▸ **Records for this task**:
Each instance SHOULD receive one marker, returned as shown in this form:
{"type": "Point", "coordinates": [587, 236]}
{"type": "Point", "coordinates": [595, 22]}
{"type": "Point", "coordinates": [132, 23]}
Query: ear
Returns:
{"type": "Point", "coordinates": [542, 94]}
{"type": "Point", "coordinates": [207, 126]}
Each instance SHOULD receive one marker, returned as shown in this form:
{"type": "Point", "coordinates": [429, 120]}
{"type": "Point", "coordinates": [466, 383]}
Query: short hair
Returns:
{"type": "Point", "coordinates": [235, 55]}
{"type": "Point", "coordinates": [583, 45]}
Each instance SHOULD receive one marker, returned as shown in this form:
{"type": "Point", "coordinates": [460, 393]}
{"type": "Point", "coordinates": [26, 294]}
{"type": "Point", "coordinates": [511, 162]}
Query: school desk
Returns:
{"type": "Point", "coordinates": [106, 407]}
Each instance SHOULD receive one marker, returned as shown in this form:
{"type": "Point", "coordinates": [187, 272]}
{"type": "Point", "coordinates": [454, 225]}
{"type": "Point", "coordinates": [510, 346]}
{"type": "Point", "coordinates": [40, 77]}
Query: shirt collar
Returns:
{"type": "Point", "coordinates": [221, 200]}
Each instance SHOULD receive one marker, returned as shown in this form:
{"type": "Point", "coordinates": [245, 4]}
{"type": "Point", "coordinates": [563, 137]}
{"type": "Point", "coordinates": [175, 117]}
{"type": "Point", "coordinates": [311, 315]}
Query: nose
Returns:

▸ **Set task**: Which lines in the material above contain the string "Query"? Copy each of them.

▸ **Output for this exercise**:
Query: ear
Query: short hair
Query: school desk
Query: shirt collar
Query: nose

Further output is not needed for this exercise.